Region pointing data
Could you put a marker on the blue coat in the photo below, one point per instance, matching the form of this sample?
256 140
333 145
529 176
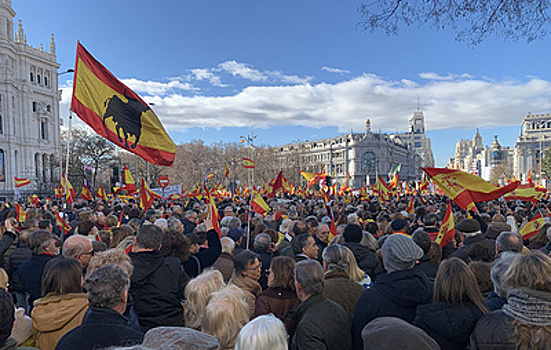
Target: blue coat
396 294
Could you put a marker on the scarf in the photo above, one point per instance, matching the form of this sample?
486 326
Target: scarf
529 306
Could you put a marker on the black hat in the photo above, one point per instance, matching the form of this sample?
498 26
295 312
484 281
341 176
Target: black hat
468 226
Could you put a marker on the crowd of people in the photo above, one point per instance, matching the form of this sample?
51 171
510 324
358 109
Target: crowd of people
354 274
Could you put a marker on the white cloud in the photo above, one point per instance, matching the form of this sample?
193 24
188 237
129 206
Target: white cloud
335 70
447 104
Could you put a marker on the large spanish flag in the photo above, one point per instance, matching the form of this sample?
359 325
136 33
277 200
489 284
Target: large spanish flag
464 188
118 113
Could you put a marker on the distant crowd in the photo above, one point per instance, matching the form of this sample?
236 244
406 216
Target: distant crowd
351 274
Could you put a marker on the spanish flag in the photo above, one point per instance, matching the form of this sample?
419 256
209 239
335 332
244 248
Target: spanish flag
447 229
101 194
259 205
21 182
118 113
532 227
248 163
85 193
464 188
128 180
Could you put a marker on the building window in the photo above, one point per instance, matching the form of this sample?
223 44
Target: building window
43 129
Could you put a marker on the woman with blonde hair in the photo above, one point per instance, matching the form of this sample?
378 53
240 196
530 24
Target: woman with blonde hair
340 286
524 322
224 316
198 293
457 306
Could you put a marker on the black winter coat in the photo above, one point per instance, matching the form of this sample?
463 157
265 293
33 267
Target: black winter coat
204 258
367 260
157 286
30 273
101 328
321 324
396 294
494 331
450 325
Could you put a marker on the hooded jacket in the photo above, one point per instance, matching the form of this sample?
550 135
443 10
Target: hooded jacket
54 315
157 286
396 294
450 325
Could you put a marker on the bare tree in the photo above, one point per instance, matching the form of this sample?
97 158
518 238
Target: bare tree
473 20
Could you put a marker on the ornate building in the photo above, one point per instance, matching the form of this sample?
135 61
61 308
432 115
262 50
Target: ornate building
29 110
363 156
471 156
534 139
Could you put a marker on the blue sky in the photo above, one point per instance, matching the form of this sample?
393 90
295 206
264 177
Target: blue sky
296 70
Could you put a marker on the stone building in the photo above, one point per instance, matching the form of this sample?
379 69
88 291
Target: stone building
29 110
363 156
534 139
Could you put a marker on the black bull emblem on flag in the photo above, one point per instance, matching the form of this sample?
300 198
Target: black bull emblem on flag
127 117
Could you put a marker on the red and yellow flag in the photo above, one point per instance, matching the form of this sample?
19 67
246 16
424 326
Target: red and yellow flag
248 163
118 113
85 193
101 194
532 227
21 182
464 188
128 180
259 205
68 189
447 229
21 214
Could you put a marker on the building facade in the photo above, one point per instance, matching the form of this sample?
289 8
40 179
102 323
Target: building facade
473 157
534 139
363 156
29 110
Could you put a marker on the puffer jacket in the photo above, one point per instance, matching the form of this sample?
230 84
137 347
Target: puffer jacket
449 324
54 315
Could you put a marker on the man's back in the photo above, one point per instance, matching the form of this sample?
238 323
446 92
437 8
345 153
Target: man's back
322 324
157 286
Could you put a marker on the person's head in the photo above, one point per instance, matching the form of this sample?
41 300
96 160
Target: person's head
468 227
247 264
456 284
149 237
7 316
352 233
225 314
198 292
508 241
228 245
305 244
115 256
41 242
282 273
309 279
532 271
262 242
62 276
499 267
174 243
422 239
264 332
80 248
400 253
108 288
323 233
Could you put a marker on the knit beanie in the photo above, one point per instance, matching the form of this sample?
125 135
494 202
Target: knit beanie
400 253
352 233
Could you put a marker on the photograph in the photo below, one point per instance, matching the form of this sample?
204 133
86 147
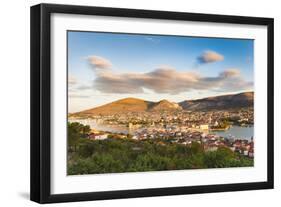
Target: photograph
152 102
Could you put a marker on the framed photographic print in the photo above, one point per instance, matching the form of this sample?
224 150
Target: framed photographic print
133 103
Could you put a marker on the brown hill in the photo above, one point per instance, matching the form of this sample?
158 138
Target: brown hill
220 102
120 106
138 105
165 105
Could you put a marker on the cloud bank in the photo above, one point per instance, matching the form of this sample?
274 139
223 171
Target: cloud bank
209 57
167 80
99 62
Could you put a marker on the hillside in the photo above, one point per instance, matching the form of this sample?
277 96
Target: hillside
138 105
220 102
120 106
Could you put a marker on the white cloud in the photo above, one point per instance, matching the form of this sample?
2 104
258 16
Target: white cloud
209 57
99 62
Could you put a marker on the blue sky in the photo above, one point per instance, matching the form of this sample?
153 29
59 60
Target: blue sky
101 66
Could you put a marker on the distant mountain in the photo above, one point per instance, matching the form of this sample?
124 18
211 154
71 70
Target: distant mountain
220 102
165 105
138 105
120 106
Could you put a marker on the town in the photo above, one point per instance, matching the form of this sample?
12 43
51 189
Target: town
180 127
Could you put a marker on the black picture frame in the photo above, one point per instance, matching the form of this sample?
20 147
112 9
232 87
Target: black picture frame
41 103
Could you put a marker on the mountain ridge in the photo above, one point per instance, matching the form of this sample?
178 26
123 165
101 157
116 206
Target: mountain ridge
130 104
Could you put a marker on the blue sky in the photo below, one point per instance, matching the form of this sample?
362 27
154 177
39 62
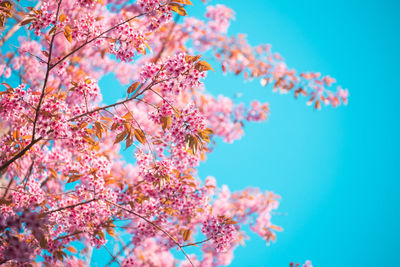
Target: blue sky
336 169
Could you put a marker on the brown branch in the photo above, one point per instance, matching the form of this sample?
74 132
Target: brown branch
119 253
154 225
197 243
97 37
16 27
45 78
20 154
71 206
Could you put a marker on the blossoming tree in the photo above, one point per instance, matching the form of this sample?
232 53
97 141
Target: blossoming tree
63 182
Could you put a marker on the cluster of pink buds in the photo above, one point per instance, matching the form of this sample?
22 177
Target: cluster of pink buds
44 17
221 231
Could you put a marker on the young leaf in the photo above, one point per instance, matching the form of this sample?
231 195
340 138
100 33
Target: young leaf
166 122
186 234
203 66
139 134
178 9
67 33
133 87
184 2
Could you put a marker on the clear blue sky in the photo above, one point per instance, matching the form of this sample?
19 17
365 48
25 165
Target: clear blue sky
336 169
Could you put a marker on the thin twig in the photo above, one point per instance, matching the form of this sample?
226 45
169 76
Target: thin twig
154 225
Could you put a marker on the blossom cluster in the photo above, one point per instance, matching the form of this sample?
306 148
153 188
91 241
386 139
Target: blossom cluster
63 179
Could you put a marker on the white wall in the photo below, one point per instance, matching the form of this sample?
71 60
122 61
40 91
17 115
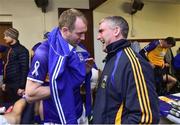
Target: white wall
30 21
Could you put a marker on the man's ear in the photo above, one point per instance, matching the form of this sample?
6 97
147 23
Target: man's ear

--

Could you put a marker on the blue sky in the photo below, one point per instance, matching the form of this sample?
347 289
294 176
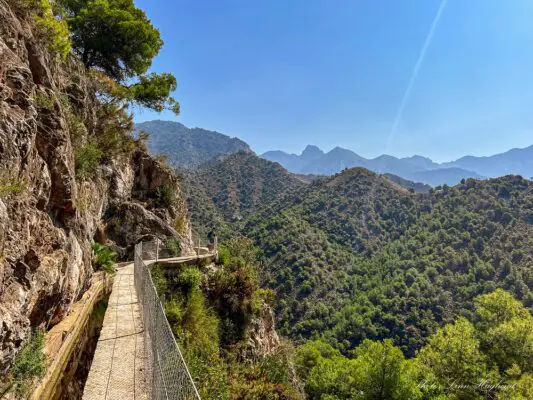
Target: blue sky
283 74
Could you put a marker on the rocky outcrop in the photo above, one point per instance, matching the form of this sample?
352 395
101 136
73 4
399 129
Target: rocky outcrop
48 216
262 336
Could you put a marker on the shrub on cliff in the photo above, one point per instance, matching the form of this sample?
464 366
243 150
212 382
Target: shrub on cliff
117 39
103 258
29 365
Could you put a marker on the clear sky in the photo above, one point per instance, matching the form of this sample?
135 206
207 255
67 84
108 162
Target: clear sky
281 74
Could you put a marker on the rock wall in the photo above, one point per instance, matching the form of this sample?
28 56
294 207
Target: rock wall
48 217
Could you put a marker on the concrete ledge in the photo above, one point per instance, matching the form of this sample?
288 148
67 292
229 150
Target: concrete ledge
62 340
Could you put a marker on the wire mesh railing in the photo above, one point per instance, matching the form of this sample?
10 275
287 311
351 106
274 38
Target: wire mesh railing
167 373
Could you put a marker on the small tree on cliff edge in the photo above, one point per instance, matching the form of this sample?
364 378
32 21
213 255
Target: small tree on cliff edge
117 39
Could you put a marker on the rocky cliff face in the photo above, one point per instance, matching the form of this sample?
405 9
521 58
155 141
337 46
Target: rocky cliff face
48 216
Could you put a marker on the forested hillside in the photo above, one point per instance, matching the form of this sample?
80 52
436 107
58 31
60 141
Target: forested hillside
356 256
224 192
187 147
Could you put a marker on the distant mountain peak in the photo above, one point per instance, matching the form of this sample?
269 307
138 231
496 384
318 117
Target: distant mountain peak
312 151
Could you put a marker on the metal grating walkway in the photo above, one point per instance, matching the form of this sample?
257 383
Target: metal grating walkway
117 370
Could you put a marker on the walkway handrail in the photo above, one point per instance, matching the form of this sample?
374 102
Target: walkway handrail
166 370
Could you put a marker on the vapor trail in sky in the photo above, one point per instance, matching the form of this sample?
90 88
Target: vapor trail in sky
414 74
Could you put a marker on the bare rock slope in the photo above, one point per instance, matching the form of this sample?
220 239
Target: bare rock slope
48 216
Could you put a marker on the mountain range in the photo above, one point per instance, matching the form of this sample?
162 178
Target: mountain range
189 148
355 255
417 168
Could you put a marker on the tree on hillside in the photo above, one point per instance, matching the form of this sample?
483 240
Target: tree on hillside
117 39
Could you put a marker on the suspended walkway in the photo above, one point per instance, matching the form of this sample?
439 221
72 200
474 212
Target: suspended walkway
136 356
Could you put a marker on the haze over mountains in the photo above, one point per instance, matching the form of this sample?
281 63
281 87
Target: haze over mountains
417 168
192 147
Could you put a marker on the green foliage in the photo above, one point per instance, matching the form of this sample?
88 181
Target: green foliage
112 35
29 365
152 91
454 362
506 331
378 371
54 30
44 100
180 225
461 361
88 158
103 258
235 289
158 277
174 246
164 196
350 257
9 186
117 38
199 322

Task goal
Bring together each line above where the string "below" turns up.

Response area
Could you put a marker on the blue coat in the photo below, one point per instance, matching the form of this sample?
Could you put a marker on the photograph in the photo below, one point per instance, matching the form of this sample?
Could you put a marker on the blue sky in the photo below, one point per instance, matching the form of this sample?
Could you put a marker on the white wall in the photo below, one point per instance, matching the form of this sample?
Could you put a marker on the blue sky in the photo below, one point per instance, matching the form of this sample?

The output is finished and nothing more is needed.